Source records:

+-------+

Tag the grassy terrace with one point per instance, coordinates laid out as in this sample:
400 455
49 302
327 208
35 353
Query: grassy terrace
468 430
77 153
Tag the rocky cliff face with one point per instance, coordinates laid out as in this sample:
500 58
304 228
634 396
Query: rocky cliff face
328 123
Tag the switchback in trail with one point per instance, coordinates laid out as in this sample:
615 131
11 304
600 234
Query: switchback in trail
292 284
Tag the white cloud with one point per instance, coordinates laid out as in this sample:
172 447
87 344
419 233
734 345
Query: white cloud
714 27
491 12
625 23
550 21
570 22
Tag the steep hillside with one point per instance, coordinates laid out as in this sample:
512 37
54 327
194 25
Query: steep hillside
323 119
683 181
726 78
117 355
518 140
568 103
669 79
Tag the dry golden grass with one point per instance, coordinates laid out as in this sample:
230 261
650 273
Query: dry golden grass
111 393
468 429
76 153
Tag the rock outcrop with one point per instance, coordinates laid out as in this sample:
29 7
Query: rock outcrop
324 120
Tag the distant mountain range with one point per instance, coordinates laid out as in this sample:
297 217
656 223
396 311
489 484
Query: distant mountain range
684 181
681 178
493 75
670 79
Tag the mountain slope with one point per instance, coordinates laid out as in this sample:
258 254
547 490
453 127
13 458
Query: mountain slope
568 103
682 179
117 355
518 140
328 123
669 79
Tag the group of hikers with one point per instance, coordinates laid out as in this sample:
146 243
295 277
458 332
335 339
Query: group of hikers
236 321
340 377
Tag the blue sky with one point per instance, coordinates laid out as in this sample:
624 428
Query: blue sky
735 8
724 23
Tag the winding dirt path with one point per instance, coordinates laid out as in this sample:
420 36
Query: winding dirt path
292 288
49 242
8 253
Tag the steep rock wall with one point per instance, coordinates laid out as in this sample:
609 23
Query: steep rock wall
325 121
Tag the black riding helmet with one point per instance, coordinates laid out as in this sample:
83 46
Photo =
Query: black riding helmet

+-------+

▶ _SHORT TASK_
Copy all of the records above verbatim, from the first line through the final one, with no alterations.

▶ _TASK OUTPUT_
Tag the grassy terrace with one point per instance, coordinates laid out as in this sample:
400 455
49 302
327 208
35 353
Query: grassy terrace
468 430
77 153
Tag the rocky cliff face with one point per instance, coordinates laid out as in this sample:
500 58
304 228
634 396
Query: rocky cliff face
328 123
Tag the switchback in trail with one point per instance, coordinates laid out as in this sample:
615 131
11 304
600 234
Query: switchback in trail
292 284
Tag the white cloud with one point per instance, coordinates laid out as in this sample:
172 447
87 344
419 233
734 345
Query: white cloud
714 27
491 12
625 23
550 21
570 22
Tag the steep hillside with one point per instance, coordinates laid out as in this sample:
512 37
54 327
194 25
Query: steep hillside
323 119
683 181
726 78
117 355
518 140
568 103
669 79
Tag the dry golden grass with one point per instance, coordinates laid out as in this sample:
230 261
650 273
Query: dry golden grass
111 393
468 429
76 153
Tag the rock outcrop with one point per instance, coordinates laid out as in this sample:
29 7
Query: rock outcrop
324 120
Tag the distant mountain range with one point per instance, coordinates laid out as in this sample:
297 217
656 223
396 311
489 484
Query: distant mountain range
684 181
681 178
493 75
670 79
Tag the mountain slope with one point per instance, coordinates laid out as in this sample:
258 254
547 490
453 127
13 458
Query: mountain slope
568 103
682 179
117 355
518 140
328 123
669 79
Tag the group of hikers with one point per instance, coordinates laid out as in this sample:
146 243
295 277
458 332
335 339
Query: group of hikers
236 321
340 377
Tag the blue sky with one point per instance, coordinates laid out as in this sample:
624 428
Query: blue sky
735 8
724 23
Tag the winding dirt path with one point per instance, coordinates laid out as in this sample:
420 36
Query: winding dirt path
292 288
49 242
8 253
Tag the steep rock wall with one point per instance, coordinates laid out as in this sample:
609 23
Query: steep rock wall
325 121
Tag the black riding helmet with one point per instance, coordinates laid out as in this sample:
83 46
Photo =
Query: black riding helmet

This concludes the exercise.